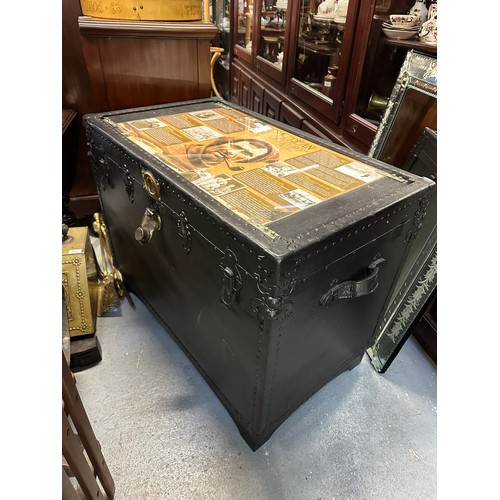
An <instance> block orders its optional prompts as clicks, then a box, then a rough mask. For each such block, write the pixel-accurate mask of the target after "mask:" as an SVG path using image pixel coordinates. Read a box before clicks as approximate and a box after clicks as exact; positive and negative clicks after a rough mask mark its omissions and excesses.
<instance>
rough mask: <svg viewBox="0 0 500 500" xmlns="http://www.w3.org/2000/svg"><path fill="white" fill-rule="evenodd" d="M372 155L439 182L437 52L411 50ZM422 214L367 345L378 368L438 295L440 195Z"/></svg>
mask: <svg viewBox="0 0 500 500" xmlns="http://www.w3.org/2000/svg"><path fill="white" fill-rule="evenodd" d="M368 155H369V156H371V157H373V158H376V159H379V160H382V161H384V162H386V163H389V164H391V165H394V166H397V167H399V168H402V169H403V170H407V171H411V172H412V173H416V174H418V175H421V176H423V177H428V178H430V179H431V180H433V181H434V182H437V59H436V57H434V56H429V55H425V54H421V53H418V52H416V51H413V50H411V51H409V52H408V54H407V56H406V58H405V61H404V63H403V65H402V66H401V70H400V73H399V76H398V79H397V81H396V84H395V85H394V88H393V90H392V93H391V96H390V98H389V100H388V103H387V106H386V107H385V111H384V114H383V117H382V120H381V122H380V125H379V127H378V129H377V133H376V134H375V138H374V141H373V143H372V146H371V148H370V151H369V153H368ZM422 216H423V217H422V221H420V222H419V229H418V231H417V232H416V234H415V235H414V236H413V237H414V238H415V241H414V244H413V246H412V250H411V252H410V254H409V255H408V257H407V259H406V261H405V264H404V265H403V269H402V271H401V275H400V277H399V280H398V282H397V284H396V287H395V289H394V291H393V294H392V296H391V297H390V300H389V302H388V305H387V307H386V310H385V311H384V313H383V314H382V316H381V320H380V321H379V324H378V326H377V332H376V341H375V343H374V345H373V346H372V347H371V348H370V349H368V350H367V353H368V355H369V356H370V359H371V363H372V365H373V367H374V368H375V369H376V370H377V371H378V372H380V373H383V372H385V371H386V370H387V369H388V368H389V366H390V364H391V363H392V361H393V360H394V358H395V357H396V355H397V353H398V352H399V350H400V349H401V347H402V346H403V345H404V343H405V341H406V340H407V339H408V337H409V336H410V335H411V333H412V329H413V328H414V327H415V326H416V325H417V324H418V322H419V321H420V320H421V319H422V317H423V315H424V314H425V313H426V310H427V309H428V307H429V304H430V303H431V302H433V301H434V300H435V295H436V289H437V201H436V199H434V200H432V202H431V203H430V204H429V205H428V206H426V207H422ZM432 335H434V336H435V333H433V334H432ZM433 341H434V342H435V339H434V340H433ZM431 357H432V356H431Z"/></svg>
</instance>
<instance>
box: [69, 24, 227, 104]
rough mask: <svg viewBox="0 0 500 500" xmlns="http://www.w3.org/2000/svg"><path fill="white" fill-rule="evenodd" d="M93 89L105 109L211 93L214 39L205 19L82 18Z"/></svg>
mask: <svg viewBox="0 0 500 500" xmlns="http://www.w3.org/2000/svg"><path fill="white" fill-rule="evenodd" d="M79 26H80V32H81V34H82V37H83V38H84V40H85V42H84V45H83V47H84V51H85V58H86V61H87V67H88V68H89V74H90V77H91V80H92V84H93V91H94V92H97V93H98V94H99V96H102V98H103V99H105V102H101V103H100V104H101V105H106V108H105V110H116V109H126V108H133V107H140V106H149V105H154V104H163V103H169V102H178V101H185V100H190V99H199V98H204V97H210V95H211V86H210V44H211V40H213V39H214V38H215V36H216V34H217V28H216V27H215V26H214V25H212V24H205V23H169V22H156V21H111V20H103V19H92V18H87V17H83V16H82V17H80V18H79Z"/></svg>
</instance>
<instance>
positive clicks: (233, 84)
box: [231, 64, 241, 104]
mask: <svg viewBox="0 0 500 500" xmlns="http://www.w3.org/2000/svg"><path fill="white" fill-rule="evenodd" d="M240 73H241V71H240V68H238V67H237V66H235V65H234V64H232V65H231V102H232V103H233V104H241V99H240Z"/></svg>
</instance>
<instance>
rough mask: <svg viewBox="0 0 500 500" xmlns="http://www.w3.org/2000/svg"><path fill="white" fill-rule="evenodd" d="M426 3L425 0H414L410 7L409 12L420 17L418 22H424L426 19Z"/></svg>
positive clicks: (426, 5)
mask: <svg viewBox="0 0 500 500" xmlns="http://www.w3.org/2000/svg"><path fill="white" fill-rule="evenodd" d="M427 12H428V10H427V5H426V3H425V0H416V1H415V5H414V6H413V7H412V8H411V9H410V12H409V13H410V14H411V15H413V16H417V17H418V18H419V19H420V23H424V22H425V21H426V20H427Z"/></svg>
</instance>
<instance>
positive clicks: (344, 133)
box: [231, 0, 437, 154]
mask: <svg viewBox="0 0 500 500" xmlns="http://www.w3.org/2000/svg"><path fill="white" fill-rule="evenodd" d="M431 1H432V0H427V3H428V4H430V2H431ZM414 2H415V0H391V1H390V2H385V0H349V2H348V8H347V16H346V18H345V22H342V23H340V22H336V21H335V19H333V18H332V19H328V18H327V19H322V18H321V17H316V16H317V15H318V14H317V10H318V8H317V7H318V0H316V1H315V2H314V1H312V0H293V1H288V2H284V1H280V2H278V0H248V1H245V2H232V3H231V9H232V26H233V30H232V59H231V101H232V102H233V103H235V104H238V105H241V106H243V107H247V108H249V109H251V110H253V111H256V112H258V113H262V114H265V115H267V116H269V117H271V118H274V119H277V120H279V121H282V122H284V123H286V124H288V125H292V126H294V127H297V128H301V129H302V130H305V131H308V132H312V133H314V134H316V135H319V136H321V137H324V138H327V139H330V140H332V141H334V142H336V143H338V144H341V145H344V146H346V147H348V148H351V149H354V150H356V151H358V152H360V153H365V154H366V153H367V152H368V150H369V148H370V146H371V144H372V142H373V139H374V137H375V133H376V131H377V127H378V125H379V123H380V120H381V117H382V115H383V112H384V109H385V108H384V106H383V105H384V102H386V101H387V99H388V97H389V96H390V95H391V91H392V89H393V87H394V84H395V82H396V78H397V75H398V73H399V70H400V68H401V64H402V63H403V61H404V58H405V56H406V53H407V52H408V51H410V50H415V51H417V52H422V53H425V54H428V55H435V54H437V47H436V46H433V45H428V44H426V43H423V42H420V41H419V40H418V39H417V38H416V37H415V38H414V39H412V40H393V39H390V38H387V37H386V36H385V34H384V33H383V32H382V25H383V23H384V22H387V21H388V20H389V16H390V14H391V13H396V12H408V11H409V10H410V9H411V8H412V6H413V4H414ZM277 4H280V5H283V4H286V6H287V8H286V9H285V10H283V11H282V12H281V15H280V17H279V20H278V17H277ZM275 13H276V14H275ZM263 19H264V20H263ZM278 21H279V22H278ZM243 31H244V32H243ZM243 47H245V49H243ZM330 68H332V69H330ZM333 68H335V73H334V74H335V77H334V78H327V79H326V78H325V77H326V76H327V75H328V74H329V73H330V72H332V71H333Z"/></svg>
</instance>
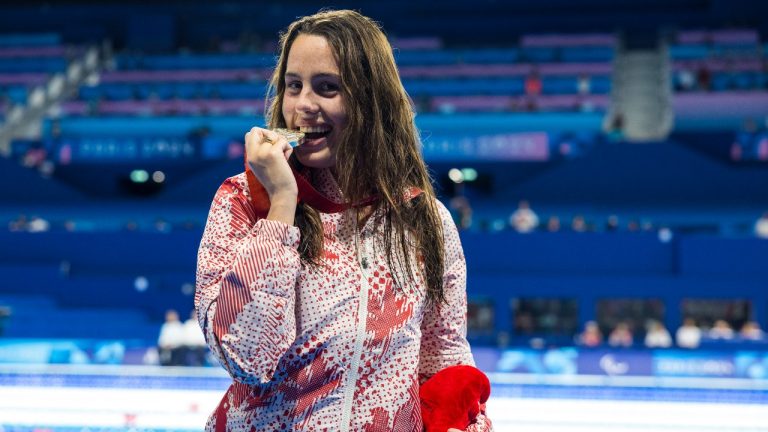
- - - - - - -
| Problem statement |
Copy out every line of the records above exactly as it stands, from start to finish, and leave out the pictures.

| Output for this task |
An <instance> block orders its optional prompts as clicks, then a box, then a rough mask. For each such block, write the pixel-accurate mask of the target after "mask:" as an SVG path using image pixel coordinates. Read a box before clicks as approximate and a box after clicks as exact; positive and negative clicks after a rough mask mark its omissions and excesses.
<instance>
rough mask: <svg viewBox="0 0 500 500" xmlns="http://www.w3.org/2000/svg"><path fill="white" fill-rule="evenodd" d="M372 155L439 182L437 52L411 50ZM422 214L367 345L378 368L438 295L440 195Z"/></svg>
mask: <svg viewBox="0 0 500 500" xmlns="http://www.w3.org/2000/svg"><path fill="white" fill-rule="evenodd" d="M368 155H369V156H371V157H373V158H376V159H379V160H382V161H384V162H386V163H389V164H391V165H394V166H397V167H399V168H402V169H403V170H407V171H411V172H412V173H416V174H418V175H421V176H423V177H428V178H430V179H431V180H433V181H434V182H437V59H436V57H434V56H429V55H425V54H421V53H418V52H416V51H413V50H411V51H409V52H408V54H407V56H406V58H405V61H404V63H403V65H402V66H401V70H400V73H399V76H398V79H397V81H396V84H395V85H394V88H393V90H392V93H391V96H390V98H389V100H388V103H387V106H386V107H385V111H384V114H383V117H382V120H381V122H380V125H379V127H378V129H377V133H376V134H375V138H374V141H373V143H372V146H371V148H370V151H369V153H368ZM422 216H423V217H422V221H420V222H419V229H418V231H417V232H416V234H415V235H414V236H413V237H414V238H415V241H414V244H413V246H412V250H411V252H410V254H409V255H408V257H407V259H406V261H405V264H404V265H403V269H402V271H401V275H400V277H399V280H398V282H397V284H396V287H395V289H394V291H393V294H392V296H391V297H390V300H389V302H388V305H387V307H386V310H385V311H384V313H383V314H382V316H381V320H380V321H379V324H378V326H377V332H376V341H375V343H374V345H373V346H372V347H371V348H370V349H368V350H367V353H368V355H369V356H370V359H371V363H372V365H373V367H374V368H375V369H376V370H377V371H378V372H380V373H383V372H385V371H386V370H387V369H388V368H389V366H390V364H391V363H392V361H393V360H394V358H395V357H396V355H397V353H398V352H399V350H400V349H401V347H402V346H403V345H404V343H405V341H406V340H407V339H408V337H409V336H410V335H411V333H412V329H413V328H414V327H415V326H416V325H417V324H418V322H419V321H420V320H421V319H422V317H423V315H424V314H425V313H426V310H427V309H428V307H429V304H430V303H431V302H433V301H434V300H435V295H436V289H437V201H436V199H434V200H432V202H431V203H430V204H429V205H428V206H426V207H422ZM432 335H434V336H435V333H433V334H432ZM433 341H434V342H435V339H434V340H433ZM431 357H432V356H431Z"/></svg>
</instance>
<instance>
box: [69, 24, 227, 104]
rough mask: <svg viewBox="0 0 500 500" xmlns="http://www.w3.org/2000/svg"><path fill="white" fill-rule="evenodd" d="M93 89L105 109L211 93L214 39L205 19L82 18Z"/></svg>
mask: <svg viewBox="0 0 500 500" xmlns="http://www.w3.org/2000/svg"><path fill="white" fill-rule="evenodd" d="M79 26H80V32H81V34H82V37H83V38H84V40H85V42H84V45H83V47H84V51H85V58H86V61H87V67H88V68H89V74H90V77H91V80H92V84H93V91H94V92H97V93H98V94H99V96H102V98H103V99H105V102H101V103H100V104H101V105H106V108H105V110H116V109H126V108H133V107H140V106H149V105H154V104H163V103H169V102H178V101H185V100H190V99H199V98H204V97H210V95H211V86H210V44H211V40H213V39H214V38H215V36H216V34H217V28H216V27H215V26H214V25H212V24H205V23H169V22H156V21H111V20H103V19H92V18H87V17H83V16H82V17H80V18H79Z"/></svg>
</instance>
<instance>
positive clicks: (233, 84)
box: [231, 64, 241, 104]
mask: <svg viewBox="0 0 500 500" xmlns="http://www.w3.org/2000/svg"><path fill="white" fill-rule="evenodd" d="M240 73H241V71H240V68H238V67H237V66H235V65H234V64H232V65H231V102H232V103H233V104H241V99H240Z"/></svg>
</instance>
<instance>
rough mask: <svg viewBox="0 0 500 500" xmlns="http://www.w3.org/2000/svg"><path fill="white" fill-rule="evenodd" d="M426 3L425 0H414L410 7L409 12L420 17L418 22H424L426 19Z"/></svg>
positive clicks: (426, 5)
mask: <svg viewBox="0 0 500 500" xmlns="http://www.w3.org/2000/svg"><path fill="white" fill-rule="evenodd" d="M427 12H428V10H427V5H426V3H425V0H416V1H415V5H414V6H413V7H412V8H411V9H410V12H409V13H410V14H411V15H413V16H417V17H418V18H419V19H420V23H424V22H425V21H426V20H427Z"/></svg>
</instance>
<instance>
positive clicks: (344, 133)
box: [231, 0, 437, 154]
mask: <svg viewBox="0 0 500 500" xmlns="http://www.w3.org/2000/svg"><path fill="white" fill-rule="evenodd" d="M431 1H432V0H427V3H428V4H430V2H431ZM414 2H415V0H391V1H390V2H385V0H349V2H348V8H347V16H346V18H345V22H342V23H340V22H336V21H335V19H333V18H332V19H328V18H327V19H322V18H321V17H316V16H317V15H318V14H317V10H318V8H317V7H318V0H316V1H315V2H314V1H312V0H293V1H288V2H284V1H280V2H278V0H248V1H245V2H232V3H231V9H232V26H233V30H232V59H231V101H232V102H233V103H235V104H238V105H241V106H243V107H247V108H249V109H251V110H253V111H256V112H258V113H262V114H265V115H267V116H269V117H271V118H274V119H277V120H279V121H282V122H284V123H286V124H288V125H292V126H294V127H297V128H301V129H302V130H305V131H308V132H312V133H314V134H316V135H319V136H321V137H324V138H327V139H330V140H332V141H334V142H336V143H338V144H341V145H344V146H346V147H348V148H351V149H354V150H356V151H358V152H360V153H365V154H366V153H367V152H368V150H369V148H370V146H371V144H372V142H373V139H374V137H375V133H376V131H377V127H378V125H379V123H380V120H381V117H382V115H383V112H384V109H385V108H384V106H383V105H384V102H386V101H387V99H388V97H389V96H390V95H391V91H392V89H393V87H394V84H395V82H396V78H397V75H398V73H399V70H400V68H401V64H402V63H403V61H404V58H405V56H406V53H407V52H408V51H410V50H415V51H417V52H422V53H425V54H428V55H435V54H437V47H436V46H433V45H428V44H426V43H423V42H420V41H419V40H418V39H417V38H416V37H415V38H414V39H412V40H393V39H390V38H387V37H386V36H385V34H384V33H383V32H382V25H383V23H384V22H387V21H388V20H389V16H390V14H391V13H396V12H408V11H409V10H410V9H411V8H412V6H413V4H414ZM277 4H280V5H283V4H286V6H287V8H286V9H285V10H283V11H282V12H281V15H280V17H279V20H278V17H277ZM275 13H276V14H275ZM263 19H264V20H263ZM278 21H279V22H278ZM243 31H244V32H243ZM243 47H245V49H243ZM330 68H332V69H330ZM333 68H335V73H334V74H335V77H334V78H327V79H326V78H325V77H326V76H327V75H328V74H329V73H330V72H332V71H333Z"/></svg>
</instance>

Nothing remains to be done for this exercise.